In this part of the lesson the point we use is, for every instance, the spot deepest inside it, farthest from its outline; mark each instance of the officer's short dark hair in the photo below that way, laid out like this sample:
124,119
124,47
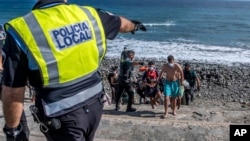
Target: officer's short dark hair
170,58
151,63
187,65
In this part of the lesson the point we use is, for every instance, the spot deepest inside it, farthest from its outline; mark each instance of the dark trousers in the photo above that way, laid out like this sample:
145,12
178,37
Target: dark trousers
78,125
189,95
24,123
123,87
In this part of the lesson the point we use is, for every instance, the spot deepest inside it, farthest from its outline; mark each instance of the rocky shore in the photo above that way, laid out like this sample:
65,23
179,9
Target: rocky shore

- - - - - - -

What you should do —
Where the word "above" occurs in a line of the records, copy that line.

Exercise response —
In this part of the lesson the point we use is, for every instance, the spot deepest inside it, farthest from its outline; mark each instance of the dark trousers in the photo above that way, laid out like this sample:
In this part of the lesson the point we use is, for every instance, the spot deepest inside it, farthest from its outline; mark each instance of the rocky shore in the photo above that way, laid out like this sample:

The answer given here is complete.